APPLY WHAT YOU READ ->
A. Answer these from the surgery scene script, one line each:
(i) How often, and for how long, is Jack Horner told to rub in the treatment?
(ii) What does Dr Foster ask Pam to pack in his bag?
(iii) What does Dr Foster say the old woman swallowed?
B. List every character who has spoken lines in the surgery scene script.
C. Carry on the surgery scene script from its last line.

----- TEXT SEGMENT -----

SCENE: DOCTOR’S SURGERY
[DOCTOR FOSTER IS ATTENDING TO LITTLE JACK HORNER]
Dr Foster: Well, Master Horner, I hope that’s the last time you stick your thumb where it’s not wanted. Just rub this in twice a day for the next week.
Jack Horner: Thank you, Doctor. Goodbye.
[DOOR OPENS AND CLOSES]
Dr Foster: [HARRUMPHS] I don’t know. Young people today…
[INTERCOM BLEEPS. SECRETARY PAM’S VOICE IS HEARD OVER THE SPEAKER]
Pam: Dr Foster?
Dr Foster: Yes, Pam?
Pam: There’s a common old lady on the line. She sounds desperate. She says you know her.
Dr Foster: Oh yes. Put her through. Oh, and Pam, be sure to get those contraceptives over to that funny lady who lives in a shoe.
Pam: Yes. Otherwise she’ll have to move into a welly!
Dr Foster: [GUFFAWING UNCONTROLLABLY] Ye-e-ess! Absolutely. Now, I’ve a house call to make to some poor lad who’s fallen down a hill. Can you pack my bag with some vinegar and brown paper?
[PHONE RINGS]
Dr Foster: Doctor Foster. Can I help you?
Old Woman: [BREATHING HEAVILY] ‘Allo, Doc. I’m not feeling too good. I wonder if you remember…
Dr Foster: Yes. You swallowed a fly didn’t you?

----- DATA SECTION -----

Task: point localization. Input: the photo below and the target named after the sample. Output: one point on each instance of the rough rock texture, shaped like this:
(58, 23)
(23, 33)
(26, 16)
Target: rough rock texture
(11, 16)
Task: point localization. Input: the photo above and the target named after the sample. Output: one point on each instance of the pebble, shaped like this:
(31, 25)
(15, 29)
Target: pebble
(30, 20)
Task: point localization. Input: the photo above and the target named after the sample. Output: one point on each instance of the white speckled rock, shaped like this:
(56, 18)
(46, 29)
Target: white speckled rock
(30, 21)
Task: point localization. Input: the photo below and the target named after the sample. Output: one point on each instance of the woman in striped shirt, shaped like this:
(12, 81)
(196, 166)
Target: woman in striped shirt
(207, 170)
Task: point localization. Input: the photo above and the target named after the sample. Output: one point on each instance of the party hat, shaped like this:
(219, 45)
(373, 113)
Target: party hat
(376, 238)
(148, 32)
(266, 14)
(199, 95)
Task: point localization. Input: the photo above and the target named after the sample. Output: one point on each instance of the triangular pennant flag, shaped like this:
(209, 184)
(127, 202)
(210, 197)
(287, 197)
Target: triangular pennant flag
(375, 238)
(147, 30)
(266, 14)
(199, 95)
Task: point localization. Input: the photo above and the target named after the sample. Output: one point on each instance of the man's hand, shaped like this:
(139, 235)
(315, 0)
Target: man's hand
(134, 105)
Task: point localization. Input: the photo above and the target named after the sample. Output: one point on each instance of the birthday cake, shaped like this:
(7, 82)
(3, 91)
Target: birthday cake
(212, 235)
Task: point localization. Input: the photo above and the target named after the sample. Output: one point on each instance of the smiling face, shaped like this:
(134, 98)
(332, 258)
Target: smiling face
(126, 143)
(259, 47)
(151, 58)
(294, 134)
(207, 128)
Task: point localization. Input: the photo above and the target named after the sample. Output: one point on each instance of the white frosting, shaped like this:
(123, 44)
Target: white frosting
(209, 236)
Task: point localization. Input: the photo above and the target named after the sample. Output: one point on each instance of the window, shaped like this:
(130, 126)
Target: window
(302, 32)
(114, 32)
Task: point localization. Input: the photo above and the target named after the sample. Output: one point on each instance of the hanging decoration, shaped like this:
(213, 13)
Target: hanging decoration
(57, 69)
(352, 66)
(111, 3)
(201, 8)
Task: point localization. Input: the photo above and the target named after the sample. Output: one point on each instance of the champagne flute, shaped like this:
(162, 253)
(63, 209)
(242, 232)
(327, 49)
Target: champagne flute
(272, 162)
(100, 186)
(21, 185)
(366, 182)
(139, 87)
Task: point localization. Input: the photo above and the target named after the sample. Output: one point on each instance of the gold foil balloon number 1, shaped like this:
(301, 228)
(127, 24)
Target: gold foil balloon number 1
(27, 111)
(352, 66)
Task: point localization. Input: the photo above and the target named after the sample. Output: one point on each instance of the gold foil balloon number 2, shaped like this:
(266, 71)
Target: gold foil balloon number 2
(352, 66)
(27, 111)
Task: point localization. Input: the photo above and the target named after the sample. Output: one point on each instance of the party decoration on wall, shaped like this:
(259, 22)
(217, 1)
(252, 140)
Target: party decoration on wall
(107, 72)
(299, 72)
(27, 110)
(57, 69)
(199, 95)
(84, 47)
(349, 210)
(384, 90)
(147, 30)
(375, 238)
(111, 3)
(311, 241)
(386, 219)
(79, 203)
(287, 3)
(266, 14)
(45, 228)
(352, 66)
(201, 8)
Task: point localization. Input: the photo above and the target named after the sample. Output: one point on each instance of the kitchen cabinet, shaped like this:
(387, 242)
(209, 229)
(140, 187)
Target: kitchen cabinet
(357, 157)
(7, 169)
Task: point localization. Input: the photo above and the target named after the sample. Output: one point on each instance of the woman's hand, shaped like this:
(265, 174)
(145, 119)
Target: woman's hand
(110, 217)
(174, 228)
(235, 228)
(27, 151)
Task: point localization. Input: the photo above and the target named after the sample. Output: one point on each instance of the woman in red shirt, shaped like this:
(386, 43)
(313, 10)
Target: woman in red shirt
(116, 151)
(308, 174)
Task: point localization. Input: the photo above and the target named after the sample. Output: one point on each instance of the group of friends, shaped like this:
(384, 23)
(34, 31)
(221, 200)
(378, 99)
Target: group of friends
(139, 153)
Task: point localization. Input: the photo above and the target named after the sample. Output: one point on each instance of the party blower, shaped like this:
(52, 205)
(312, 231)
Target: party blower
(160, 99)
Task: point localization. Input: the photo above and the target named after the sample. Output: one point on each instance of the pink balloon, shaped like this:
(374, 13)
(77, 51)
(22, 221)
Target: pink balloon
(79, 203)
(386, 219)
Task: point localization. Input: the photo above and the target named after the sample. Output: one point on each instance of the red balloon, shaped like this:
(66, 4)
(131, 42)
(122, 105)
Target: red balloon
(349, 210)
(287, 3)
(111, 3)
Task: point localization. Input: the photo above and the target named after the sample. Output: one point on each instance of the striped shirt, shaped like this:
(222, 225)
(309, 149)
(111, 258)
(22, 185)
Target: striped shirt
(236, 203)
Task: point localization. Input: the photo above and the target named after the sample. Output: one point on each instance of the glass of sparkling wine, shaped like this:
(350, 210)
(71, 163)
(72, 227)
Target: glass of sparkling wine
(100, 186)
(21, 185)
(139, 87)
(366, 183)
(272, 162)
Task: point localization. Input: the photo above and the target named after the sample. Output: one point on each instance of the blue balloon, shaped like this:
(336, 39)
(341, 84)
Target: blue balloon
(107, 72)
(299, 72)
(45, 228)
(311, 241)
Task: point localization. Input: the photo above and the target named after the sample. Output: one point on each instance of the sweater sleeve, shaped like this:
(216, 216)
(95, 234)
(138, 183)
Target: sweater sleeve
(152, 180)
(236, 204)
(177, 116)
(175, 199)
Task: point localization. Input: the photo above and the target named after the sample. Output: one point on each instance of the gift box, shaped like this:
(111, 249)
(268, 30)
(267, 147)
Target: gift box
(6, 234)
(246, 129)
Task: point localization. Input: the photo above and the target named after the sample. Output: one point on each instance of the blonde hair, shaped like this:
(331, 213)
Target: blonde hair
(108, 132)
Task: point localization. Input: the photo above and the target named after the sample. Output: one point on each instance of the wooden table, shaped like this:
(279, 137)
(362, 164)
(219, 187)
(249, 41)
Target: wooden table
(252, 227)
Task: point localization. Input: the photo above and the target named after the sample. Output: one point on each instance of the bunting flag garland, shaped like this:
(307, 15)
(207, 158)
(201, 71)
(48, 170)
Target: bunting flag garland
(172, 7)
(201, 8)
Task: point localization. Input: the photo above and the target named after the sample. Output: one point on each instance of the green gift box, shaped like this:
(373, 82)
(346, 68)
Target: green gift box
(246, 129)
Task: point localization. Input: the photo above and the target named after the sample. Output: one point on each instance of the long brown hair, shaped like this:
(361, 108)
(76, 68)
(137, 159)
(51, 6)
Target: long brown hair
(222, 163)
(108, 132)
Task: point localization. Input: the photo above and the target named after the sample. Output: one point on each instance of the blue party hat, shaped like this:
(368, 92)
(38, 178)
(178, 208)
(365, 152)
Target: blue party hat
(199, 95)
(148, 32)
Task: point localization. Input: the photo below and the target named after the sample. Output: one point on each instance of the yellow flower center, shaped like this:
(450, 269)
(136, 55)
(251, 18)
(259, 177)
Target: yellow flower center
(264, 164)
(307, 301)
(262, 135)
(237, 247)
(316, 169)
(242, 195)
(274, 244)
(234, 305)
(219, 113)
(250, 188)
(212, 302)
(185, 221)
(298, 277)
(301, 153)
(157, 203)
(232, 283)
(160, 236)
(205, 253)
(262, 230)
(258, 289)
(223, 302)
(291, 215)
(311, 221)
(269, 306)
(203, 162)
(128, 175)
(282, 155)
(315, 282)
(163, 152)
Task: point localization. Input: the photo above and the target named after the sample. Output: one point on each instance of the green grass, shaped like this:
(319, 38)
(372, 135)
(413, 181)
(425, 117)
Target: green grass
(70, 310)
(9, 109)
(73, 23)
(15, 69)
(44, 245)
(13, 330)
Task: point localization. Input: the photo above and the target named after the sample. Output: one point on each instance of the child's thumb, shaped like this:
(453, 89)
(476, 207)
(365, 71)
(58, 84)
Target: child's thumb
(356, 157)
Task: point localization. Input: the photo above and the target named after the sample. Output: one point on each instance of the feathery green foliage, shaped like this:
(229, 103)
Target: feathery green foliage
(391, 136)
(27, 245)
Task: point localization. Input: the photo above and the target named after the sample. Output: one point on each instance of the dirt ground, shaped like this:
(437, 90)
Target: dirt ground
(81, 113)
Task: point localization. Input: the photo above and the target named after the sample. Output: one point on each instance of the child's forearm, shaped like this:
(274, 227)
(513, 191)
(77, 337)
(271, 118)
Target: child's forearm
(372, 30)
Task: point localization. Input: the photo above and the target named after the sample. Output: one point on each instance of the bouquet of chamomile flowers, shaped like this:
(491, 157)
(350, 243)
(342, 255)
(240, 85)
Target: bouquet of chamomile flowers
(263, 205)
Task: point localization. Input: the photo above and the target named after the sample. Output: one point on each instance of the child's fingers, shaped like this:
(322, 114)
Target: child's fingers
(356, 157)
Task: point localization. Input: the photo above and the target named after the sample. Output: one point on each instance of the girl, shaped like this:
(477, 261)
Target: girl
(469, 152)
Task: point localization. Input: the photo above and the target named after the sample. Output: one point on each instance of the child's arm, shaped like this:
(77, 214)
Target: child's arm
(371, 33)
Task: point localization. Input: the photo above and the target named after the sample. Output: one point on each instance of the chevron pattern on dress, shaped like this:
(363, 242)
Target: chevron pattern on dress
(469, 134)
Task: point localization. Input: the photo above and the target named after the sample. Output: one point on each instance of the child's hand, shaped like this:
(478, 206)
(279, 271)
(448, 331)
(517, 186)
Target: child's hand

-----

RESULTS OF THE TASKS ->
A.
(i) Twice a day for the next week.
(ii) Vinegar and brown paper.
(iii) A fly.

B. Dr Foster, Jack Horner, Pam, Old Woman

C.
Old Woman: Yes, that’s right. It’s just that…
Dr Foster: Did we find out why you swallowed the fly?
Old Woman: No, but you know that remedy you gave me?
Dr Foster: Yes, the cider…
Old Woman: Oh! I thought you said ‘spider’
Dr Foster: You swallowed a spider?
Old Woman: Er, yeah. And I must say it left rather a strange feeling in my stomach.
Dr Foster: What, a sort of wriggly, tiggly feeling?
Old Woman: Yes.
Dr Foster: Well, did you try any of the other remedies I suggested?
Old Woman: Yes, Doctor. But I’m still feeling poorly. [COUGHS]
Dr Foster: Didn’t the lemon curd work?
Old Woman: Yeah. I went across the frog and toad and got meself a bird.
Dr Foster: A bird? You swallowed a bird?
Old Woman: That’s what you ordered, Doc.
Dr Foster: How absurd!
[COUGHS TO CLEAR THROAT – SPLUTTERS]
Sorry – just a bit of a frog in my throat.
Old Woman: Blimey! This thing is catching!
Dr Foster: Thank you Madam. Now what have you tried since swallowing the bird?
Old Woman: Er…ah…um…
Dr Foster: Come on, dear. What’s the matter? Cat got your tongue?
Old Woman: [SURPRISED] Er, yeah!
Dr Foster: Oh no! Your digestive system must be working overtime.
Old Woman: Yes. I’ve got a terrible belly ache. The last thing I tried didn’t help at all.
Dr Foster: What was that?
Old Woman: A hot dog.
Dr Foster: Now listen carefully so you understand. You’re going to need something to race through your system and get you into a stable condition as soon as possible. Take some Red Rum…
Old Woman: Oh yes, Doctor. Of course.
[PHONE HANGS UP]
Dr Foster: Eh? No wait! Oh, dammit!
[BEEPINGS OF INTERCOM]
Dr Foster: Pam!
Pam: Yes, Doctor?
Dr Foster: Could you arrange my appointment with the Crooked Man? Thanks.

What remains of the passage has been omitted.